Text section:
┌──

If K = 1, then it indicates that the observed variation in the trait is predicted by the structure of the phylogeny under a Brownian motion model of trait evolution. If K > 1, it suggests more phylogenetic signal than expected from Brownian motion. If K < 1, it suggests less phylogenetic signal than expected from Brownian motion.

Of course, there are R packages already that we can use to calculate K instead of hard code by hand. The null hypothesis will be: K = null expectation.

phylosig(tree = my.phylo, x = trait.1, method = "K", test = T)

Pagel’s Lambda

This method seeks the transformation of the original phylogeny that best predicts the distribution of our traits on the phylogeny under a Brownian Motion model of trait evolution. The phylogeny is transformed using a parameter called lambda (lambda’s range: 0 to ~1: one retains the original tree, zero will produce a star tree where all spcies are equally related, i.e. a single polytomy). We can use transform() function of the geiger package to transform a tree.

With the decreasing of lambda from one to zero, internal nodels are pushed toward the root. As a result, the most recent common ancestor (MRCA) will be far away and trait variation is expected to be larger under Brownian motion model.

The general idea of this method is to search for the lambda value that transforms the original phylogeny such that the observed distribution of traits on the tips of the phylogeny is mirrored by that expected under Brownian motion on the transformed phylogeny. A low lambda indicates very little phylogenetic signal in the trait data given the original tree and a high lambda indicates relatively more phylogenetic signal in the trait data given the original tree.

The null hypothesis is: lambda = 0.

phylosig(tree = my.phylo, x = trait.1, method = "lambda", test = T)

Standardized contrast variance, unstandardized contrast means and randomization test

Recall that contrast for a node describes the magnitude of the difference of the trait values for daughter nodes. This difference can be standardized weighting by branch lengths or unstandardized where all btanch lengths are set to one. Thus large contrast values indicate that daughters are very divergent in trait aand lack of phylogenetic signal. The mean contrast value has been used in the past to quantify phylogenetic signal.

└──

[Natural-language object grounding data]
┌──

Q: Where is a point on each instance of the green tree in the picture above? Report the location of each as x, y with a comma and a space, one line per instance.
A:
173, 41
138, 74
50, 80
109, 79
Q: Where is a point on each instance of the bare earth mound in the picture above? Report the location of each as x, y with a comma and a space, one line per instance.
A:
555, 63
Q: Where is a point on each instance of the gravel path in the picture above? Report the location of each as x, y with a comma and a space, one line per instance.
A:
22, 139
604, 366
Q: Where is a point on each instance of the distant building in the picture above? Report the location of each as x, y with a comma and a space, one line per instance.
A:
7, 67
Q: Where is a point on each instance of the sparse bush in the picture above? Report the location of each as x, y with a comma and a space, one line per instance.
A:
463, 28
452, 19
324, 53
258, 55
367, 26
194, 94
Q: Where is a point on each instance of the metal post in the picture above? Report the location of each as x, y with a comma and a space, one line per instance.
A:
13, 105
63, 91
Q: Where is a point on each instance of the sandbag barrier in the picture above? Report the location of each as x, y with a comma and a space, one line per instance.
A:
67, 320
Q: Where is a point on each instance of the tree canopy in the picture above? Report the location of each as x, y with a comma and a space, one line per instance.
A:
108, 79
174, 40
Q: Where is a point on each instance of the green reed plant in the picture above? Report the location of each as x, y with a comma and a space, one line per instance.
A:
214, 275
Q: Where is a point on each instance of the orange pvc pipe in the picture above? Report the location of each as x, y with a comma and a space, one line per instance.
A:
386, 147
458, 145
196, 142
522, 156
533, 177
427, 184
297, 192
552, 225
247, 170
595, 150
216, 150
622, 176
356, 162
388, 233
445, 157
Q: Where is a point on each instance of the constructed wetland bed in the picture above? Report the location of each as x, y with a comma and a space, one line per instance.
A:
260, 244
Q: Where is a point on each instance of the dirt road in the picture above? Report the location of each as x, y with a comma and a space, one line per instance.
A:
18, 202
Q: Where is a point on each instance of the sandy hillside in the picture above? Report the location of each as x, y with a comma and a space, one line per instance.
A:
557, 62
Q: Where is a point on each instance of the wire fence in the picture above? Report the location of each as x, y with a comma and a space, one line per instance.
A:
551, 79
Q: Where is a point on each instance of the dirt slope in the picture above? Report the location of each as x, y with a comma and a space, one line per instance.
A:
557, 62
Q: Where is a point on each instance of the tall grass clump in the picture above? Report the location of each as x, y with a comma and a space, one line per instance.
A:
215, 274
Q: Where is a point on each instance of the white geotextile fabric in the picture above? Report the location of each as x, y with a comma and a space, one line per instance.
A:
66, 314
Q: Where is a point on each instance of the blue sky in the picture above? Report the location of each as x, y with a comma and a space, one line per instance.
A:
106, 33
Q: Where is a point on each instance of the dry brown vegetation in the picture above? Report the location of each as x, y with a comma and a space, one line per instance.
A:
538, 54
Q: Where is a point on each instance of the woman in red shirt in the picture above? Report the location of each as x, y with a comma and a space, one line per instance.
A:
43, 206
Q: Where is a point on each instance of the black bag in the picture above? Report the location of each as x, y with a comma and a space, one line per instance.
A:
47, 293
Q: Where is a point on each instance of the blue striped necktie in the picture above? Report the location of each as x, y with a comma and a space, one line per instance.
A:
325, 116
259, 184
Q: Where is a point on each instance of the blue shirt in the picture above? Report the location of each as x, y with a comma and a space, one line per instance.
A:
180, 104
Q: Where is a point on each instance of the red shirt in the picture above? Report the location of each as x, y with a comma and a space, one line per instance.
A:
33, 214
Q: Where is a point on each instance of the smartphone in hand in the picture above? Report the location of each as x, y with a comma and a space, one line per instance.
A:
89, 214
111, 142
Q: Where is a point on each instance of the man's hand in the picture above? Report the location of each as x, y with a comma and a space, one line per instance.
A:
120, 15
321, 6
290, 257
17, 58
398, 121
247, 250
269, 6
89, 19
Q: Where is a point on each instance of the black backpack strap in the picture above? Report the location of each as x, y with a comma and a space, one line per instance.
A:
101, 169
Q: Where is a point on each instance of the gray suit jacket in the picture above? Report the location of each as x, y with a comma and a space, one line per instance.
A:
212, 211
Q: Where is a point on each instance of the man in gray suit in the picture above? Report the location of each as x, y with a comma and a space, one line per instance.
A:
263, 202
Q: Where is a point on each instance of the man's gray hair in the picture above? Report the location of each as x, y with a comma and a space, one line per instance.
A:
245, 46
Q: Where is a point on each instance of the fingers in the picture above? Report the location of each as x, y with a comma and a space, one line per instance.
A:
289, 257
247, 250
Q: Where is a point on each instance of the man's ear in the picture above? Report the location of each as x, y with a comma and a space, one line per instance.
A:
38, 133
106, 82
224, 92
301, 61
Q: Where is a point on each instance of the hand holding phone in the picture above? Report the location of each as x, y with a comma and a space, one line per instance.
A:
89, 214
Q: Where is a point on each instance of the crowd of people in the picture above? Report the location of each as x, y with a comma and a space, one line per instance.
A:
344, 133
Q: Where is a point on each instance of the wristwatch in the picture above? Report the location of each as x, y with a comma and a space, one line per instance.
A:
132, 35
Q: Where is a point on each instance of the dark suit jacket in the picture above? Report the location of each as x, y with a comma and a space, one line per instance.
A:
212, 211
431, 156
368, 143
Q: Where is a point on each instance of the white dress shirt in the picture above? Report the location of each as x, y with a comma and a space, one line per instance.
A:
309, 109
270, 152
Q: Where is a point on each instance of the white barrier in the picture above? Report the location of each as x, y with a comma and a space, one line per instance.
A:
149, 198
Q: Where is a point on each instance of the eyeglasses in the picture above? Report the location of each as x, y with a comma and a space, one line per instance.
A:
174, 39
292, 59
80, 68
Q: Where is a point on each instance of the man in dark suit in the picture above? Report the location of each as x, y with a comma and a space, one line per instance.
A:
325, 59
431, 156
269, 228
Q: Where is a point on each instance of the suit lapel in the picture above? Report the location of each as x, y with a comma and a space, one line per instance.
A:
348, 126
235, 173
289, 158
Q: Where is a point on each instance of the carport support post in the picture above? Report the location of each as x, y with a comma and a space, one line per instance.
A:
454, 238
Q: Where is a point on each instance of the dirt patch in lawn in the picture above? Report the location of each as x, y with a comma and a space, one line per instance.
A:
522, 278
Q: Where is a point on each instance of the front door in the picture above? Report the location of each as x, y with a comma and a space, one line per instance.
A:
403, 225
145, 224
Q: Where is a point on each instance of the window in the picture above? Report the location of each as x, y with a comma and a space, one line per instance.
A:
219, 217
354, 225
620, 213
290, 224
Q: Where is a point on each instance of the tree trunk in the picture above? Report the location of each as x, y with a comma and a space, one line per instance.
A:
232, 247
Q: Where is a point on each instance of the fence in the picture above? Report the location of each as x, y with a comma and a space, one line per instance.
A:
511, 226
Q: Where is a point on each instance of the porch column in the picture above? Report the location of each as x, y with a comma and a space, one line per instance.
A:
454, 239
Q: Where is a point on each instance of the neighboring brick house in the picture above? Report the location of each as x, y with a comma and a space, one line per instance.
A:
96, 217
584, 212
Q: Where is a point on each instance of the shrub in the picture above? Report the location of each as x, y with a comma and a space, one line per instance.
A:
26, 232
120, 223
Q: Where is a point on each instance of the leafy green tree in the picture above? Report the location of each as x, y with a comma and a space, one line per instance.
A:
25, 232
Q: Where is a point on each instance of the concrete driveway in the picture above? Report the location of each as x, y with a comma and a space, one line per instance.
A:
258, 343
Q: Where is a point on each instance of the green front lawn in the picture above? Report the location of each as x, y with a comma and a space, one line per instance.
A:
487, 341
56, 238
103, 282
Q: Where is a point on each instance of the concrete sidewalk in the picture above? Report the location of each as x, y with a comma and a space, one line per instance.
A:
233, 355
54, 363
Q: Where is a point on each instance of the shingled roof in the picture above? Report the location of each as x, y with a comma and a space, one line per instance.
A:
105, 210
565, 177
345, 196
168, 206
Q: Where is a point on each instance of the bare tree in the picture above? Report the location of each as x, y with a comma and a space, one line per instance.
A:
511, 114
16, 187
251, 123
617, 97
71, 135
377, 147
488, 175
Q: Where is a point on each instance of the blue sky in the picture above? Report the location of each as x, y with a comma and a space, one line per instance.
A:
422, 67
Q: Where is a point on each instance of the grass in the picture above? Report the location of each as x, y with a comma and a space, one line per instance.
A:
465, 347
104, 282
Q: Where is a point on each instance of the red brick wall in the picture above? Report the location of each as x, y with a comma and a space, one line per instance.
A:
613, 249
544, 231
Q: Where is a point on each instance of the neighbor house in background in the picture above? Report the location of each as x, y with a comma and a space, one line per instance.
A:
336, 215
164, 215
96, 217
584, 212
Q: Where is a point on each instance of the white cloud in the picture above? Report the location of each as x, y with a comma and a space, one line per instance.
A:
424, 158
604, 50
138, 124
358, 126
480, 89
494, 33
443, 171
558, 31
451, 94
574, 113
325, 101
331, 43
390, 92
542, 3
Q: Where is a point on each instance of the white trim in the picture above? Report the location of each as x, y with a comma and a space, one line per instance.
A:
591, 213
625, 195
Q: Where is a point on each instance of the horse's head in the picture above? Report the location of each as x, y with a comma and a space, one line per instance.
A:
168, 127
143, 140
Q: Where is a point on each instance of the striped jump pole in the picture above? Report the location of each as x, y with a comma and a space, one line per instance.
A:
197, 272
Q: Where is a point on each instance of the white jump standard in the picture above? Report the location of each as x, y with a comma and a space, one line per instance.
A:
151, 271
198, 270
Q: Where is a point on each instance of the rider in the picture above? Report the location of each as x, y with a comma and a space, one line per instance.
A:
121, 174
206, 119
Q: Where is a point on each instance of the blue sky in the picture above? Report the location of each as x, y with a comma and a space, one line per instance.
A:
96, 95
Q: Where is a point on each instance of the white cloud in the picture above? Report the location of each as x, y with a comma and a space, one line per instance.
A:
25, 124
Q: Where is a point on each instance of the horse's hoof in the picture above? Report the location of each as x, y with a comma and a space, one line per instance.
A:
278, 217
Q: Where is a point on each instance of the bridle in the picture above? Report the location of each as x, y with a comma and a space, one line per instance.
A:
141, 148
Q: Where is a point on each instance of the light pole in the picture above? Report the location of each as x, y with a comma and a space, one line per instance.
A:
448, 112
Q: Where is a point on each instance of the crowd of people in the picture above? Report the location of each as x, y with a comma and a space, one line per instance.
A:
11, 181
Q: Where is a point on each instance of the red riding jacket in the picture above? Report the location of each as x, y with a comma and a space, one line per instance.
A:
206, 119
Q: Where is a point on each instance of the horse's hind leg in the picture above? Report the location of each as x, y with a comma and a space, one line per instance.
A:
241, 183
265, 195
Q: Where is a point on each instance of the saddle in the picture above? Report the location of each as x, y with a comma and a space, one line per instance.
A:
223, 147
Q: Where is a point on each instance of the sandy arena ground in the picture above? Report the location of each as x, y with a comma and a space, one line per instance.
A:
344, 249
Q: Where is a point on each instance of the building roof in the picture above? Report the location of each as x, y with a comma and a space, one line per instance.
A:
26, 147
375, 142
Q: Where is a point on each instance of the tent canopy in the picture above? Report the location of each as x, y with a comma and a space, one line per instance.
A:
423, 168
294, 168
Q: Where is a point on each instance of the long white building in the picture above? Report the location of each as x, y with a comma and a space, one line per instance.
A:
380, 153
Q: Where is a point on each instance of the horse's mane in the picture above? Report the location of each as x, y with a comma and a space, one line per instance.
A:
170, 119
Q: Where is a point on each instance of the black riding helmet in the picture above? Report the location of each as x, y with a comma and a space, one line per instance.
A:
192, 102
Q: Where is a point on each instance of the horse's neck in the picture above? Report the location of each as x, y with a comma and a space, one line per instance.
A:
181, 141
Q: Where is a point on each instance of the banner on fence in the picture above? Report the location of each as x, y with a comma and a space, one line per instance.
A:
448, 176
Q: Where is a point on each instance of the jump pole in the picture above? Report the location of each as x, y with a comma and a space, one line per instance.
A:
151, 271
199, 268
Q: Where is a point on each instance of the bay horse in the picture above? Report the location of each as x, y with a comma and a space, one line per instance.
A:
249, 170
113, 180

└──

Exercise instructions: Pick up the text on measuring phylogenetic signal after its last sentence and continue it. The listing is separate material and has nothing to do with the text on measuring phylogenetic signal.

Output for this exercise:
my.phylo.2 = my.phylo
# set all branch length to 1, and calculate unstandardized contrast.
my.phylo.2 = compute.brlen(my.phylo.2, method = 1)
mean(pic(trait.1, my.phylo.2))  # mean of unstandardized contrast of nodes
# after then, we can reshuffle the tips of the tree and get a null
# distribution of mean of pic() then we can test the significance of the
# value observed .

Another way is to use the variance of the standardized contrasts to quantify phylogenetic signal. The smaller the variation, the more similar of colsely related species.

var(pic(trait.1, my.plyo))  # use the branch length
# again, we can reshuffle th tips n times to get the null distribtuion and
# to get the p-value.

These two methods are not used as commom as the K and lambda methods.

Quantifying the timing and magnitude of trait divergences

The phylogenetic signal we detected above are phylogeny-wide. However, we are often interested node-level signal or antisignal and how this signal changes with the position of the node in the phylogeny, i.e. whether large/small divergences tend to be correlated with the depth in the phylogeny.

We can calculate the pic of each node, then using randomization to get the null distribution of each node then we can get the rank of the observed value for each node and plot the rank on the tree (nodelabels(ranking)).

Check dtt() function of geiger package for more details.